**INPUT DATA:**
-- BEGIN --

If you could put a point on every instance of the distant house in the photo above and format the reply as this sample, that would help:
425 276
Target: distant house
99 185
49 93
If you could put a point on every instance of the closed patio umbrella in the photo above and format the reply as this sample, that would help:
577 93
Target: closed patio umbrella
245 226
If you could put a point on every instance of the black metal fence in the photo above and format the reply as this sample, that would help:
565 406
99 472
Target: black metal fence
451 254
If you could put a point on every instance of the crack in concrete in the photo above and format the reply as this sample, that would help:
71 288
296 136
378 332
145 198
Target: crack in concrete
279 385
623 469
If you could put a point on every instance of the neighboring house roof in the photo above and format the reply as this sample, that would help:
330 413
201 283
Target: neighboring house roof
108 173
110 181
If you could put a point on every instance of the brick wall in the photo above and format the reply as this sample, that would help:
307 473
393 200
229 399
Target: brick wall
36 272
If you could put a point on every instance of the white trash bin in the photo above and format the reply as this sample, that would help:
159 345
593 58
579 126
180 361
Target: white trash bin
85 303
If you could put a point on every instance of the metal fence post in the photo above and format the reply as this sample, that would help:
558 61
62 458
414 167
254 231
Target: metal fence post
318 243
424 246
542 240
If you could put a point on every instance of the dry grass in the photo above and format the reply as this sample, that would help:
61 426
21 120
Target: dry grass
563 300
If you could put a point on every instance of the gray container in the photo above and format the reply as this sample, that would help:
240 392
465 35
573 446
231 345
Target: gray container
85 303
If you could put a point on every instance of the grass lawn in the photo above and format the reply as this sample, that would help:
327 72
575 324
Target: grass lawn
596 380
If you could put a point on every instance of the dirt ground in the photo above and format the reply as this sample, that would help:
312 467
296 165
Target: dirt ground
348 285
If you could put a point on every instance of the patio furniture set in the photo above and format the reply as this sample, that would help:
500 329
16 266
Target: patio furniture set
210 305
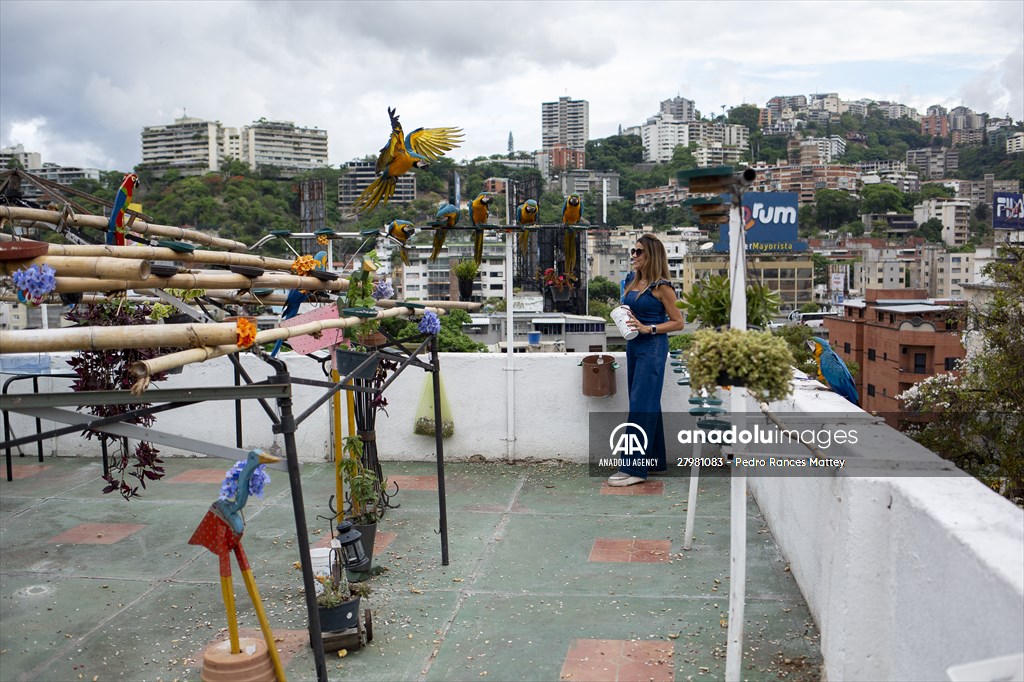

-- END --

**TASK DIRECTIONS:** Rewrite the lines above, replacing "Target" with "Label" and leaving everything else unchanged; leave the pictures out.

**EXERCISE SOLUTION:**
If you could put a point on every instance of the distant house in the photo above and format the reply as this sample, that would help:
425 276
Label: distant house
99 185
49 93
If you could put a point on every instance of the closed patio umbrella in the photo above and format the reply as this sample, that would help:
577 93
Label: closed patio umbrella
245 226
If you could put a point on every instance of the black metal fence in the photo above and format the reply as this sample, that would help:
565 406
99 472
Label: black metal fence
451 254
If you could put a point on every instance of the crack in concrete in the photo above and format the reply as this sample, that would help:
71 288
296 136
378 332
145 198
Label: crack in concrete
279 385
623 469
If you could put a point on every instance of the neighboring house roof in the photo above and format the reply as this sample, that would help:
330 413
201 283
Label: neighboring house roof
108 173
110 181
If you could put a point on every instance of the brick wall in the photo above and format the reply as this sample, that would help:
307 473
393 200
229 399
Label: brick wall
36 272
If you could put a point on every instance of the white trash bin in the photo above and format the reply as this sample, that would help:
159 345
593 58
579 126
180 361
Label: white trash bin
85 303
If you could put a point on every instance of the metal fence post in the photo above and format the reply as this sample, that would help:
558 61
62 458
414 167
254 231
Label: metal fence post
318 243
424 246
542 240
If you could put a point on every instance of the dry grass in the photo above and format the reply as this sample, that would help:
61 426
21 120
Label: dry grass
563 300
If you could put a point on every instance of the gray container in the photo above and format the reply as this sample, that would help:
240 392
465 35
573 446
231 345
Label: gray container
85 303
If you could put a point on every instance of the grass lawn in the photo above and format the reply as this sample, that would help:
327 72
575 324
Label: grass lawn
596 380
If you could put a point on every instance of the dirt ground in the photo above and format the reply as this sample, that would help:
312 467
296 165
Label: dirt ground
348 285
If you could put a point on every instance of the patio furniture set in the photo above and format the reply as this sample, that would help:
500 329
16 266
Label: patio furniture set
210 305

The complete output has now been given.